**Do this**. Repeat exactly the lines from the one containing "Where can the gray" through the last line of the records below, both included, and nothing else.

Entries taken from a collection:
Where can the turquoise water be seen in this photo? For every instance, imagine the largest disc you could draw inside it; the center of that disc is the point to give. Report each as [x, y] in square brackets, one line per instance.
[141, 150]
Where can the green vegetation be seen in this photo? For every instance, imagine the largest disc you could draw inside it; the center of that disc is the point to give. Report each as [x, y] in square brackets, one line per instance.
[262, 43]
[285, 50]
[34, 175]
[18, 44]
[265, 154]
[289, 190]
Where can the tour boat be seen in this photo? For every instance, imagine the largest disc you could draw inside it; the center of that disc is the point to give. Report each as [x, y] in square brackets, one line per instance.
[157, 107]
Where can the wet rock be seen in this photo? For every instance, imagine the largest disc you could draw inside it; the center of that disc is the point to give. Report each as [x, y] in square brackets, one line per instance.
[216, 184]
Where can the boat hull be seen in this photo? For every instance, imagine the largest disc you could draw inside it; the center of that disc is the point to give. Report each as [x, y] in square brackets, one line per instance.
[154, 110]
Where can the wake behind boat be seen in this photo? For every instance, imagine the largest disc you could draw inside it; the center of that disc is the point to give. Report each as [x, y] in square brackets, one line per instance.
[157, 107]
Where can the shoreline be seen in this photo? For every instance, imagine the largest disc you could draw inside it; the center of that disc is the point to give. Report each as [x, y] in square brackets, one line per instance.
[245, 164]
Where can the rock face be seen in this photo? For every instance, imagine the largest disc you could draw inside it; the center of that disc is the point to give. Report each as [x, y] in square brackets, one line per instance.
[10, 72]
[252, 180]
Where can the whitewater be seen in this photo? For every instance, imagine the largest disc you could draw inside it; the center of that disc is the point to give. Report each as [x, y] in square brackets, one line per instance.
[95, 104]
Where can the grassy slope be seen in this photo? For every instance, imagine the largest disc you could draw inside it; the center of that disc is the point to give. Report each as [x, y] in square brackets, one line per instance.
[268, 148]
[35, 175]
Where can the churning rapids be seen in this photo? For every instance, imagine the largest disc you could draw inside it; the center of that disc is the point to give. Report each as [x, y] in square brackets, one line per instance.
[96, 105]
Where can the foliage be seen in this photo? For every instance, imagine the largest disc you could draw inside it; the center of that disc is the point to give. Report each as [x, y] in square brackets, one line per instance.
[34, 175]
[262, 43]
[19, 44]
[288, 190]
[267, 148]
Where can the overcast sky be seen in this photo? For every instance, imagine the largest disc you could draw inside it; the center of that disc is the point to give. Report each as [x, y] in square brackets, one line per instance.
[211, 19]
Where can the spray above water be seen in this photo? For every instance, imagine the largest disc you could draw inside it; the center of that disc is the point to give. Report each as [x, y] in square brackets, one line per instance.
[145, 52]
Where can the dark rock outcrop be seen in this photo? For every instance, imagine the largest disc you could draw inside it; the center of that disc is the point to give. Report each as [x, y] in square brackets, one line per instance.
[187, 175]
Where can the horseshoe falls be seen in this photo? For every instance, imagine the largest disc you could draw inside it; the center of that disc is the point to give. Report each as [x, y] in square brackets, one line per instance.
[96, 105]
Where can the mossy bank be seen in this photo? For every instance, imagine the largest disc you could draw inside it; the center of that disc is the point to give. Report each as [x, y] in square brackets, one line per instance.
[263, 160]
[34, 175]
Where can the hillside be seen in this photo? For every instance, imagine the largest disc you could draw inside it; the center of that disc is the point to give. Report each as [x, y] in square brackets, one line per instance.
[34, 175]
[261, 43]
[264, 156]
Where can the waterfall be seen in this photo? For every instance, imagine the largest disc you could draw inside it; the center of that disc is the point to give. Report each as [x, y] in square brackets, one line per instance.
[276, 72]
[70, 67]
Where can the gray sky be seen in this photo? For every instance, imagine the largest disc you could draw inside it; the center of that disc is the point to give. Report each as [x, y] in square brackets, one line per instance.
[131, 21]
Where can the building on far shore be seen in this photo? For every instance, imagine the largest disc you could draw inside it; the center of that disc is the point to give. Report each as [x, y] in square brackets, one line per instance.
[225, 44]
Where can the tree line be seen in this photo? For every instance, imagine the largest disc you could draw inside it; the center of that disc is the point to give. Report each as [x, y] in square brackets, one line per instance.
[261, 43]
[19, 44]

**Solution for this task**.
Where can the gray sky be seen in this photo? For every instance, imagine the largest disc you could draw inside it; the center of that disc is the point to give. Report each as [x, y] in square brackets, one line per instance.
[131, 21]
Where can the building on far shore be seen in this photo? For every instance, imagine the largest disc you could draw inside it; the center of that disc is the point to give. Report each as [x, y] in square brackets, one line per instance.
[225, 44]
Where can the tree line be seen in this photo? For every instance, imagine the largest disc you could draw inside it; the center of that disc is the point to give. Report each as [x, y] in square brackets, one line per instance.
[261, 43]
[19, 44]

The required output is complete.